- YOUR ASSIGNMENT -
Return the listing below exactly. Leave its pictures out.

- DATA SHOWN -
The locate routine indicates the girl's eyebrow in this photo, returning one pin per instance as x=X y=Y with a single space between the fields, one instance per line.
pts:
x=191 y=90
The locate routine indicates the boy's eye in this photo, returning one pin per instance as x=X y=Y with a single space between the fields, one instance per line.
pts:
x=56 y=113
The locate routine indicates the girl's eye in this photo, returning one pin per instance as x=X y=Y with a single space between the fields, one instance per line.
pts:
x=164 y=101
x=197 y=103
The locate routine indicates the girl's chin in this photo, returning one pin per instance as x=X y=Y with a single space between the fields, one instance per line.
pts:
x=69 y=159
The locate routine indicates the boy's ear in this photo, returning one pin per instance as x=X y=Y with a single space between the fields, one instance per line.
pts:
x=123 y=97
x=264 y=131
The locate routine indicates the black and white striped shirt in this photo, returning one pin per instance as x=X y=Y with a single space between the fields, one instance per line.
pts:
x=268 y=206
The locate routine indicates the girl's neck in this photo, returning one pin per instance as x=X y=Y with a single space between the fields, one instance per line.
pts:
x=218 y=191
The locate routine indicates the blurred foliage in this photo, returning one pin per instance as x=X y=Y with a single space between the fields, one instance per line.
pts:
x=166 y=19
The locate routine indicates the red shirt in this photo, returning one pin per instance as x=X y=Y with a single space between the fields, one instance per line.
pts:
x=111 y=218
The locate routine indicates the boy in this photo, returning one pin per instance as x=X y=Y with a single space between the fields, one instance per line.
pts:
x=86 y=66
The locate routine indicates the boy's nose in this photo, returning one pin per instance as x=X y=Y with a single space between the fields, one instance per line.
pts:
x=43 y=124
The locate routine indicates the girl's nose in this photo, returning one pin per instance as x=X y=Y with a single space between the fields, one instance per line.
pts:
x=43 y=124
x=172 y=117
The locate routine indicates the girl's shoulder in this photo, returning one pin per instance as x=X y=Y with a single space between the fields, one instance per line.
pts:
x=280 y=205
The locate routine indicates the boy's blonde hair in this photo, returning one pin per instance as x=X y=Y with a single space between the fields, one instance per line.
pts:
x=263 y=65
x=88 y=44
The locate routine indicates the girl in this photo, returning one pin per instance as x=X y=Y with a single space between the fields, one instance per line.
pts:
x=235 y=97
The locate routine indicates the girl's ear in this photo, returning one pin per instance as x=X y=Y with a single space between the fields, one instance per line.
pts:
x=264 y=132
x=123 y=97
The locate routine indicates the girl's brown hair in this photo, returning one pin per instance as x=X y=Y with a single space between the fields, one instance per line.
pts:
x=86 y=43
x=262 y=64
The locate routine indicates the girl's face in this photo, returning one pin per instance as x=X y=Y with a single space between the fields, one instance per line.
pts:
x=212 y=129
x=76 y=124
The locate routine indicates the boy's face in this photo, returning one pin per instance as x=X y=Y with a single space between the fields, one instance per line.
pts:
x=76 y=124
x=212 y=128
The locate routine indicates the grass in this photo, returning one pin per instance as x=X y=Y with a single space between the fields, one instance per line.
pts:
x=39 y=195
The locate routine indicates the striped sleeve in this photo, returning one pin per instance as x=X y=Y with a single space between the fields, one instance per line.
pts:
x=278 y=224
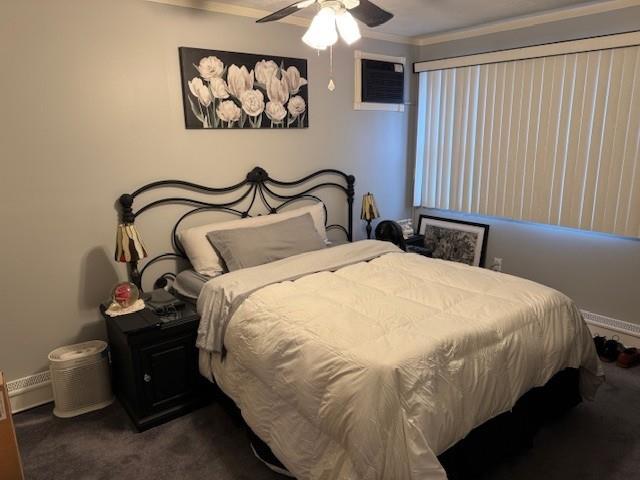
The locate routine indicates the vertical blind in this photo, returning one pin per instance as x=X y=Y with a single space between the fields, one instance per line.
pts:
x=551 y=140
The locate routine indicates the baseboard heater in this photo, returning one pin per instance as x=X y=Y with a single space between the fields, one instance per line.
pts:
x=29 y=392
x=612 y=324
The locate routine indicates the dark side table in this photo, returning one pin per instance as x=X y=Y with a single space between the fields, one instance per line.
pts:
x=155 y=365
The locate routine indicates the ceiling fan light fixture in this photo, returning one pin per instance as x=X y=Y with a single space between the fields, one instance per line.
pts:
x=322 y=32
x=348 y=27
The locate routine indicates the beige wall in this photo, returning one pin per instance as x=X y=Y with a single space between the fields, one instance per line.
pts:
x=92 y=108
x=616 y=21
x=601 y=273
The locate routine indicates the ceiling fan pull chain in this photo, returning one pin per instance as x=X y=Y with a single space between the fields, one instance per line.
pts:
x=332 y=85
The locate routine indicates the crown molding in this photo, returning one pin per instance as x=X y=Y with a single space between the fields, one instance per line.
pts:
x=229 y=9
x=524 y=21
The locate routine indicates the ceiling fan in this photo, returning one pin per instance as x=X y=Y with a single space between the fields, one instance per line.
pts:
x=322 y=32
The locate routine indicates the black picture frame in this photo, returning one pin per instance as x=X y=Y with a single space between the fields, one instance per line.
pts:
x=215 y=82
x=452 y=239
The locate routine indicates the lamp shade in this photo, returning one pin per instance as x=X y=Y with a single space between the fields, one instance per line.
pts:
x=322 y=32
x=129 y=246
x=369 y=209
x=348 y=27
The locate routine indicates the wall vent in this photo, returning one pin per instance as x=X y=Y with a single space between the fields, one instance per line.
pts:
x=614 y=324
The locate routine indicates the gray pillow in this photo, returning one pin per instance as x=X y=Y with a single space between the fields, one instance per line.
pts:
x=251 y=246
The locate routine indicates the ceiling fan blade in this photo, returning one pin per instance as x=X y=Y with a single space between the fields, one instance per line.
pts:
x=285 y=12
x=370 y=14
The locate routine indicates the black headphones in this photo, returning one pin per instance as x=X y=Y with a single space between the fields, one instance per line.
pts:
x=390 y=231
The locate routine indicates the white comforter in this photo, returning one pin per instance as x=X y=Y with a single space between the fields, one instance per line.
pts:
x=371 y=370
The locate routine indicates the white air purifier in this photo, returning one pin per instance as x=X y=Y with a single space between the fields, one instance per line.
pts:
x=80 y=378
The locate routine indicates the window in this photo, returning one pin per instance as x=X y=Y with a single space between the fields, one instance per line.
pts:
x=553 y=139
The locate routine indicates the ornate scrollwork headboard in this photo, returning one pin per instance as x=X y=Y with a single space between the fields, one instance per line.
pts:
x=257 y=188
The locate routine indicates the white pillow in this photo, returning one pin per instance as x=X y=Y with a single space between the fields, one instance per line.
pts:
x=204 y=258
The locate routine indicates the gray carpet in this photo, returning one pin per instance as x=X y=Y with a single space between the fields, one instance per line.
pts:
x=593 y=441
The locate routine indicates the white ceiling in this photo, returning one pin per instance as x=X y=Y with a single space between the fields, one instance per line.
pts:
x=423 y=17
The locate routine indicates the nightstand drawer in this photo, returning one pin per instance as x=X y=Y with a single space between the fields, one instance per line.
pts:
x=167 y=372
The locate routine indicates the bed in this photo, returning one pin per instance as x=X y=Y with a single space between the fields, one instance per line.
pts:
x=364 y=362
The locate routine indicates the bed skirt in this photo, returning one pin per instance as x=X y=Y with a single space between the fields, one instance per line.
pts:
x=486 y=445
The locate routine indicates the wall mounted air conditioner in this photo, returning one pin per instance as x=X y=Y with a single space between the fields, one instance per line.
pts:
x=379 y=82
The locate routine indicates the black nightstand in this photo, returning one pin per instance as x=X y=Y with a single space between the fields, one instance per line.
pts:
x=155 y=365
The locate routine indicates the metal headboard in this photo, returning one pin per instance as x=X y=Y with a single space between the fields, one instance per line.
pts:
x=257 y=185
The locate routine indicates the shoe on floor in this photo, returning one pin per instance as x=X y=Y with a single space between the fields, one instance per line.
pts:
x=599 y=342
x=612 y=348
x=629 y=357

- ANSWER TO THIS TASK -
The locate routine indicates the girl's eyebrow in this photo, returning one pin per instance as x=X y=Y with a single space between the fields, one instance per line.
pts:
x=191 y=90
The locate routine indicates the boy's eye in this photo, returning one pin per instance as x=X y=Y with a single space between the fields, one instance per line.
pts:
x=56 y=113
The locate routine indicates the girl's eye in this photo, returning one pin per instance as x=X y=Y with a single space between the fields, one instance per line.
pts:
x=164 y=101
x=197 y=103
The locate routine indicates the girl's chin in this photo, returning one pin per instance as x=X y=Y with a single space between the fields, one instance per line.
pts:
x=69 y=159
The locate routine indicates the boy's ear in this photo, returning one pin per instance as x=X y=Y with a single space between the fields, one instance per line.
pts:
x=123 y=97
x=264 y=131
The locate routine indicates the black and white striped shirt in this photo, returning one pin per instance as x=X y=Y with a single space between the fields, one instance per line.
pts:
x=268 y=206
The locate routine indicates the girl's neck in this photo, returning one pin per instance as x=X y=Y with a single space between the fields, one instance per line.
pts:
x=218 y=191
The locate routine indicates the blurred foliage in this photo, returning one pin per instance as x=X y=Y with a single space between the fields, one instance per line.
pts:
x=166 y=19
The locate routine indicates the red shirt in this photo, returning one pin per instance as x=X y=Y with a single space between the fields, one instance per line.
pts:
x=111 y=218
The locate routine indicates the boy in this photo, returning one pin per instance as x=X y=Y with a single space between the fields, one instance per line.
pts:
x=86 y=66
The locate routine indicates the boy's nose in this photo, returning one pin per instance as x=X y=Y with a single space between the fields, one instance per line.
pts:
x=43 y=124
The locate routine indicates the girl's nose in this photo, returning one pin per instance as x=X y=Y with a single space between the fields, one instance per line.
pts:
x=43 y=124
x=172 y=117
The locate routine indicates the girl's shoulder in this photo, returning one pin per instance as x=X y=Y with a single space between the fields, one instance per line.
pts:
x=280 y=205
The locate routine indicates the boy's blonde hair in this photo, returning one pin per instance as x=X y=Y with a single space between the fields, one instance per line.
pts:
x=263 y=65
x=88 y=44
The locate routine indicates the girl in this photo, returning one pin per instance as x=X y=Y with a single space between the fields, one instance per line.
pts:
x=235 y=97
The locate routine indicates the girl's ear in this photo, returning one pin per instance as x=X y=Y with a single space between the fields, one instance per line.
pts:
x=264 y=132
x=123 y=97
The locate routine indicates the girl's brown hair in this photo, returning one pin per instance as x=X y=Y with a single space between the fields, one instance per line.
pts:
x=86 y=43
x=262 y=64
The locate routine indicates the girl's face in this photo, returning one pin per instance as x=X y=Y with a single space between the fields, one instance per line.
pts:
x=212 y=129
x=76 y=124
The locate routine indicates the boy's face in this photo, returning one pin per instance as x=X y=Y with a single space between the fields, one instance per line.
pts:
x=76 y=124
x=212 y=128
The locate routine indicates the grass in this photo, returning one pin per instance as x=X y=Y with a single space between the fields, one instance per line.
pts:
x=39 y=195
The locate routine indicates the striped sleeve in this photo, returning one pin per instance as x=X y=Y with a single space between the fields, one instance per line.
pts:
x=278 y=224
The locate routine indicates the vertical blind in this photo, returning one pin per instance as x=X y=Y with a single space between the fields, one instance per line.
pts:
x=551 y=140
The locate routine indicates the baseboard heater in this photo, returning one pin per instance as x=X y=Y with a single space between the fields, one instance per line.
pts:
x=29 y=392
x=612 y=324
The locate routine indicates the dark side table in this photo, returning one pin per instance as x=X y=Y with a single space between the fields, one instance per line.
pts:
x=155 y=365
The locate routine indicates the ceiling fan light fixture in this photo, returning one pin per instance as x=X y=Y with a single space between the fields, one instance per line.
pts:
x=322 y=32
x=348 y=27
The locate routine indicates the beige wall in this photo, returning one pin per instance as x=X y=Y with a single space between the fields, one instance per line.
pts:
x=92 y=108
x=616 y=21
x=601 y=273
The locate routine indicates the ceiling fan pull chain in this photo, returning one pin per instance as x=X y=Y with a single space between the fields, one instance per line.
pts:
x=332 y=85
The locate routine indicates the crown molding in this photo, returning one pin per instance as x=X y=Y with a single space between the fields, one instance per line.
pts:
x=229 y=9
x=524 y=21
The locate routine indicates the ceiling fan in this photo, returning one pin per instance as x=X y=Y with a single space between the fields, one instance per line.
pts:
x=322 y=32
The locate routine indicates the black picture frame in this photo, returning one pin per instance as x=X y=Y with a single space between the fields, one instance per line.
pts:
x=215 y=82
x=452 y=239
The locate routine indicates the lamp shade in this photo, returning one pin per instance as x=X y=Y with a single space between the fields, one instance per line.
pts:
x=322 y=32
x=129 y=246
x=369 y=209
x=348 y=27
The locate routine indicates the wall vent in this photo, returning one pin per instance as x=X y=Y with a single space between the fields, one instance per line.
pts:
x=614 y=324
The locate routine indicates the gray pillow in this photo, returning one pin per instance as x=X y=Y with a single space between the fields, one instance per line.
pts:
x=251 y=246
The locate routine indicates the ceiling fan blade in this photo, returning one pin per instance as x=X y=Y with a single space between the fields, one instance per line.
pts:
x=285 y=12
x=370 y=14
The locate routine indicates the black headphones in this photo, returning one pin per instance as x=X y=Y with a single space between the fields, one instance per line.
pts:
x=390 y=231
The locate routine indicates the white comforter in this photo, returning one pin per instance as x=X y=Y with a single space between the fields, one instance per line.
pts:
x=371 y=370
The locate routine indicates the white air purifier in this photo, returning one pin per instance as x=X y=Y with a single space between the fields, one instance per line.
pts:
x=80 y=378
The locate routine indicates the window in this photo, returning one pin per instance as x=X y=Y with a single space between the fields, one instance per line.
pts:
x=553 y=139
The locate routine indicates the ornate scrollwork headboard in this photo, returning one pin per instance as x=X y=Y with a single space between the fields, one instance per line.
pts:
x=257 y=188
The locate routine indicates the white pillow in this photo, returning one pin per instance as x=X y=Y with a single space between the fields, one instance per line.
pts:
x=204 y=258
The locate routine indicates the gray carpet in this photo, returning one pin per instance as x=X y=Y with a single space between the fields, one instance per line.
pts:
x=593 y=441
The locate routine indicates the white ceiling in this photo, returning one pin per instance as x=X y=Y with a single space between the fields, one instance per line.
pts:
x=423 y=17
The locate routine indicates the nightstand drawer in this photo, returning one pin per instance as x=X y=Y with a single space between the fields, one instance per line.
pts:
x=167 y=372
The locate routine indicates the bed in this photo, returning one pin per instance as x=X y=Y with a single space between the fields, one instance per line.
pts:
x=364 y=362
The locate routine indicates the bed skirt in this photo, returning one pin per instance as x=X y=Y with a single space between the fields, one instance per line.
pts:
x=486 y=445
The locate routine indicates the wall mounted air conditioner in this photo, returning one pin per instance as x=X y=Y with a single space between the fields, one instance per line.
pts:
x=379 y=82
The locate routine indicates the black nightstand in this photo, returning one pin per instance as x=X y=Y with a single space between the fields, one instance per line.
pts:
x=155 y=365
The locate routine indicates the metal headboard in this photo, returning one pin per instance as x=X y=Y with a single space between the fields, one instance per line.
pts:
x=257 y=185
The locate routine indicates the shoe on floor in this photo, returning one pin per instance as x=X y=Y with a single space between the fields, one instance per line.
pts:
x=599 y=342
x=612 y=348
x=629 y=357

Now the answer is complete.